● **Problem to solve**
Duplicate all of the following records line for line, with no changes, but omit the pictures from your copy.

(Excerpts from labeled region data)

begin

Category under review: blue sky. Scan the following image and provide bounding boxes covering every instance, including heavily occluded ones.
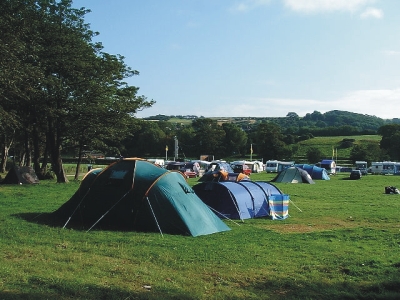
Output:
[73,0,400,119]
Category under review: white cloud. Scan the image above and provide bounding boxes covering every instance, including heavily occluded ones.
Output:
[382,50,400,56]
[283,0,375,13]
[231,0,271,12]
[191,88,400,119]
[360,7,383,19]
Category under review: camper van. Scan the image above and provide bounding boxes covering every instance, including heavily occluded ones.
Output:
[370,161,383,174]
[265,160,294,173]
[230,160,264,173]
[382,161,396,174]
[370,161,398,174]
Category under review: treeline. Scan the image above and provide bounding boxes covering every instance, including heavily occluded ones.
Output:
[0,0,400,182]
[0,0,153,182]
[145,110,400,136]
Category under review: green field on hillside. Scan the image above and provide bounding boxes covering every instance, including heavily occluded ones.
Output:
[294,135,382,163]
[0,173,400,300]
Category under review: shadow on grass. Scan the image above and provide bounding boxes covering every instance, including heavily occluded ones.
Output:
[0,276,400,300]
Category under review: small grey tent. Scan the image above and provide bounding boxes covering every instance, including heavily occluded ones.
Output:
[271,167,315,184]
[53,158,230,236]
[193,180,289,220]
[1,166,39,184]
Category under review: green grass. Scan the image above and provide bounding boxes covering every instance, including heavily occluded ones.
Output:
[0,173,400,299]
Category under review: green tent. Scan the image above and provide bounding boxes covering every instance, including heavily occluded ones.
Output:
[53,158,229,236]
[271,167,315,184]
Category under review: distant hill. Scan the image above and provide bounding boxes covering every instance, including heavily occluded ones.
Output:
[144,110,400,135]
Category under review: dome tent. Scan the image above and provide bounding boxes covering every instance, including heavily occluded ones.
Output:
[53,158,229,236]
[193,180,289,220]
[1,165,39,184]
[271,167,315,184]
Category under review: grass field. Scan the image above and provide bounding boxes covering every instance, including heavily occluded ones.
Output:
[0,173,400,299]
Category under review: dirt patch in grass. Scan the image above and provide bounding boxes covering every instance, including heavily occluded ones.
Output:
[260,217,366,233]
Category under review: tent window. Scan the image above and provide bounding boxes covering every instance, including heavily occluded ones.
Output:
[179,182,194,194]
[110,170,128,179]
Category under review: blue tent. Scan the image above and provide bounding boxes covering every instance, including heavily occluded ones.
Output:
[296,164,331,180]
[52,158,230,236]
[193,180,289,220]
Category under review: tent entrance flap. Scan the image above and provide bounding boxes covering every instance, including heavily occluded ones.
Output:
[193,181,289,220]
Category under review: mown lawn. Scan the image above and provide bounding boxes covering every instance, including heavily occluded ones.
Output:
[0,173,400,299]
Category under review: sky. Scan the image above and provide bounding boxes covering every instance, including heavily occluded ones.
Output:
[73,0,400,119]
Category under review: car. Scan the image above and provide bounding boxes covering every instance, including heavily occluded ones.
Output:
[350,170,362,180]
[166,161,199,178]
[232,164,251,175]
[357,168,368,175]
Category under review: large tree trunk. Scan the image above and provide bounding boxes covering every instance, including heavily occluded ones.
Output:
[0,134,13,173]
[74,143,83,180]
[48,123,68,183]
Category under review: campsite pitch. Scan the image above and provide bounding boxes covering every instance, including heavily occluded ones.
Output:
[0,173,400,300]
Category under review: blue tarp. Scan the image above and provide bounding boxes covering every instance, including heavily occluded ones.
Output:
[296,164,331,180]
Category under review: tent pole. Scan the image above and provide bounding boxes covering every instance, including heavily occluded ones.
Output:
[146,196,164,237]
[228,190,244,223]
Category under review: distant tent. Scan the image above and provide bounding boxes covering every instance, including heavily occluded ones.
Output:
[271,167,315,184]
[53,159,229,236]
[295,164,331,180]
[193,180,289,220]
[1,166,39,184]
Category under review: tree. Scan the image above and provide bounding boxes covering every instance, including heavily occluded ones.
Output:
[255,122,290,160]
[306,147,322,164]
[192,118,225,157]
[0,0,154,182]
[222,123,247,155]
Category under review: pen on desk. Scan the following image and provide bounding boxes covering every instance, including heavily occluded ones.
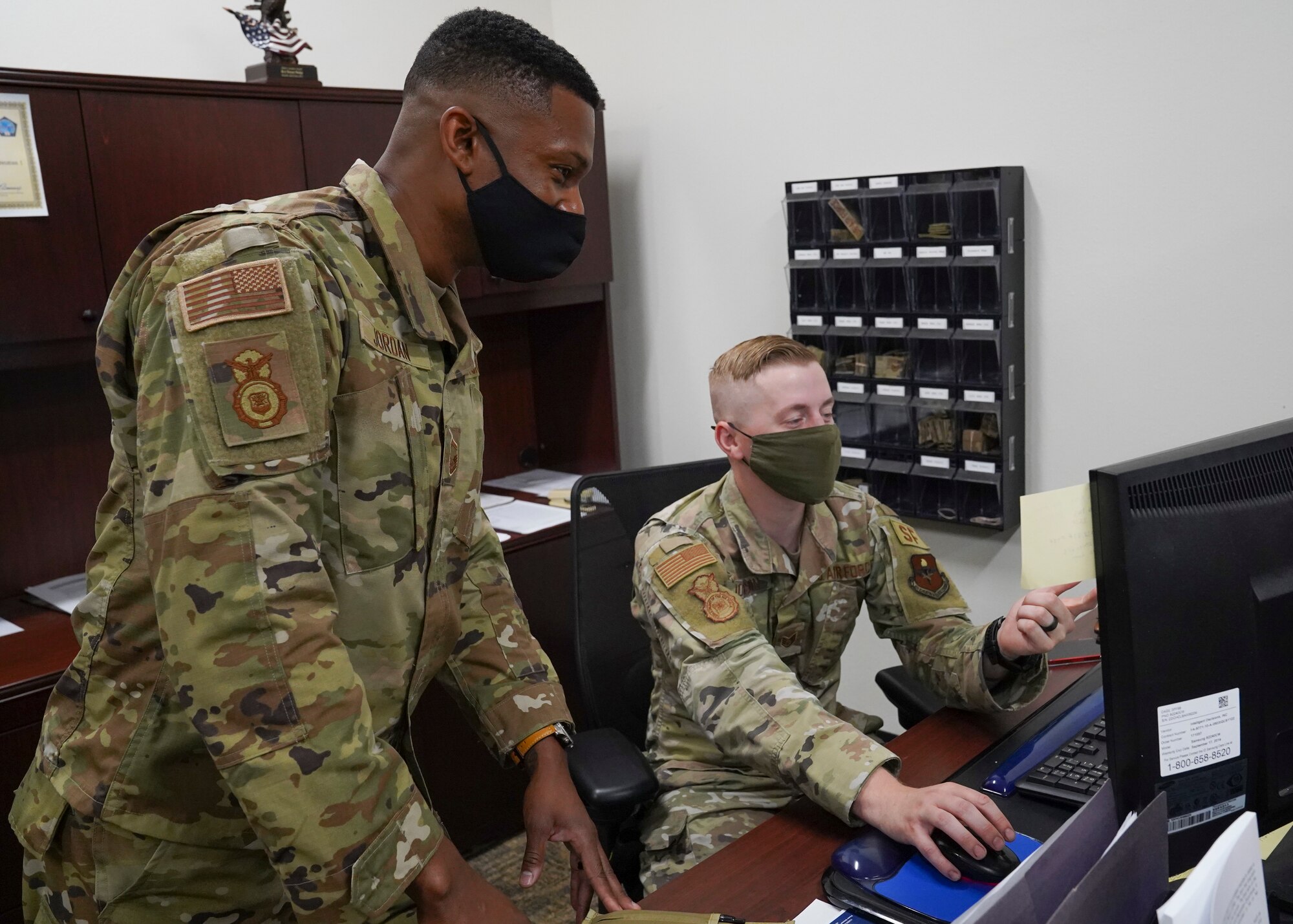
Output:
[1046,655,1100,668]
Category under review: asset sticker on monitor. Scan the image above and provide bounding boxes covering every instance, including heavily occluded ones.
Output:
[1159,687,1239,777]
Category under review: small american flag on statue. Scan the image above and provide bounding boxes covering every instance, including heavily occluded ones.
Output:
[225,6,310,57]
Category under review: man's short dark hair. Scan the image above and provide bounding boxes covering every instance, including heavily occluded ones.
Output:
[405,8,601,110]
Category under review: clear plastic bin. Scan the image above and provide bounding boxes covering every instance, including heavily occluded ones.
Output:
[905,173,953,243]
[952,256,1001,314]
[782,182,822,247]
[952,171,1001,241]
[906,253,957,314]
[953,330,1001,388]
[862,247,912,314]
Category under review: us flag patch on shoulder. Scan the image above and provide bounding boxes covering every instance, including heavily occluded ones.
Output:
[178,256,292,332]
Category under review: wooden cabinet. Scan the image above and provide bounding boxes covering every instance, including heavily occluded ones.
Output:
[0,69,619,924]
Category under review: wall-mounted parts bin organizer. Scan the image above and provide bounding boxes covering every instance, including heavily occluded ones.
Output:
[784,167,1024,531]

end

● **Exercise answer**
Category under review: blue sky. Scan the following image and provide bounding boxes covering every instance, including heavily occluded ones.
Output:
[73,0,400,119]
Category under review: white cloud. Scan the image above and provide bounding boxes covering every instance, including heavily occluded ones.
Output:
[382,50,400,56]
[283,0,375,13]
[231,0,271,12]
[191,88,400,119]
[360,7,383,19]
Category under review: camper van. Scan the image above and provide bounding boxes covering every instance, including heavily occluded ones.
Output:
[370,161,383,174]
[265,160,294,173]
[230,160,264,173]
[382,161,396,174]
[370,161,398,174]
Category under review: treeline. Scan the image above and provide bounding boxes covering every instance, including heavily occluded ones.
Output:
[0,0,400,182]
[0,0,153,182]
[145,110,400,136]
Category under review: green field on hillside. Scan the image above and provide bounding boxes covering every instance, including heavily occluded ones.
Output:
[294,135,382,163]
[0,173,400,300]
Category under review: shadow on grass. Scan the image above and provide bounding boxes covering every instance, including heavily occluded ones.
Output:
[0,276,400,300]
Category under review: small grey tent. Scan the image above and provide bounding boxes covering every instance, including heavily occluded ones.
Output:
[271,167,315,184]
[53,158,230,236]
[193,180,289,220]
[1,166,39,184]
Category under review: green grass. Scan the image above and provide bounding boxes covering every instance, including heavily occluded ones.
Output:
[0,173,400,299]
Category under review: green tent. Scan the image above and provide bounding boxes covering every instance, including heavily occluded ones.
Output:
[53,158,229,236]
[271,167,315,184]
Category under review: distant hill. Scan the image above and provide bounding boxes covering every instance, including heavily occluded ones.
Output:
[144,110,400,135]
Category under review: dome tent. Scan the image above and provide bounding boxes covering every instance, including heavily occluded ones.
Output:
[53,158,229,236]
[193,180,289,220]
[1,165,39,184]
[271,167,315,184]
Category under review: grass field. Scan the image above and provide bounding boxes covering every instance, including heavily occluded ones.
Output:
[0,173,400,299]
Category under review: dirt patch in grass. Scan the image above and provide bounding boxes covering every instance, including heavily occluded ones.
Output:
[260,217,366,233]
Category under review: tent window. Scan the image above and provide bounding boxes covering every instance, including heavily occluded ones.
Output:
[179,182,194,194]
[110,170,128,179]
Category under review: blue tent. Scan the image above and provide bounding boxes covering every instance, including heavily occluded ones.
Output:
[296,164,331,180]
[52,158,230,236]
[193,180,289,220]
Category under review: tent entrance flap. Scan the image above and provide bounding boxes covering every instance, including heavily occluded ones.
Output:
[193,181,289,220]
Category under review: mown lawn. Scan the image above and provide bounding boxes covering every instance, including heavily occluded ones.
Output:
[0,173,400,299]
Category under review: sky. Scan the image above and provide bounding boxes covering every instance, including heavily occluded ones.
Output:
[73,0,400,119]
Category under review: car. Scan the image above and provide bounding boxes covering every instance, including heavily occluded ones.
Output:
[350,170,362,180]
[166,161,199,178]
[232,164,251,175]
[357,168,368,175]
Category under review: large tree trunk. Scan the image above and provide bounding boxes covering every instance, including heavily occluded ones.
Output:
[0,134,13,173]
[74,143,83,180]
[48,123,68,183]
Category under review: campsite pitch. Scan the image above and provide bounding boxes covering every instance, including heavily occluded ones.
Output:
[0,173,400,300]
Category under review: blue tarp. Scan the image above and provide bounding boxes covering every instance, including heavily occluded ones.
Output:
[296,164,331,180]
Category under review: tent pole. Scan the image above and provide bounding boxes covering every instance, including heavily occluded ones.
Output:
[146,196,164,237]
[228,190,244,223]
Category under review: distant tent. Scan the image above and provide bounding boxes covering every instance, including heavily occluded ones.
Output:
[271,167,315,184]
[53,159,229,236]
[295,164,331,180]
[193,180,289,220]
[1,166,39,184]
Category under review: tree. Scan the image above and provide bounding boxes covering every instance, including heavily occluded ones.
Output:
[255,122,290,160]
[306,147,322,164]
[192,118,225,157]
[0,0,154,182]
[222,123,247,155]
Category under review: pen on desk. Scan the following image and provide bounding boxes covering every instance, including heavily occluded ones.
Output:
[1046,655,1100,668]
Category under review: asset sticker on monitor. Scan the image above and provide bounding boxes covering every instance, including heavily occluded ones.
Output:
[1159,687,1239,777]
Category under review: small american flag on statue. Scan the image above and provide bounding boxes covering every instance, including heavily occluded ones.
Output:
[225,6,310,57]
Category under review: man's short dark hair. Scan the image above and provide bounding boxes covering every instance, including heavily occluded ones.
Output:
[405,8,601,110]
Category under review: clear plastic bin. Scan the image above and provide bounding boxes covering every instance, including heavily occluded ones.
Output:
[905,173,953,243]
[952,256,1001,314]
[782,182,822,247]
[952,171,1001,241]
[906,253,957,314]
[953,330,1001,388]
[862,247,912,314]
Category under review: us flag patch on shoulder. Scan the image above and provide bounding boxes covering every instance, including heavily occluded ones.
Output:
[178,256,292,332]
Category under review: wooden cabinet. Scan the image above and provide bounding boxes covering every instance, including heavily occluded ones.
Output:
[0,69,619,924]
Category under review: wall-mounted parts bin organizer. Scan the image above and provide bounding boxes covering every instance, including heavily occluded ones.
Output:
[784,167,1024,531]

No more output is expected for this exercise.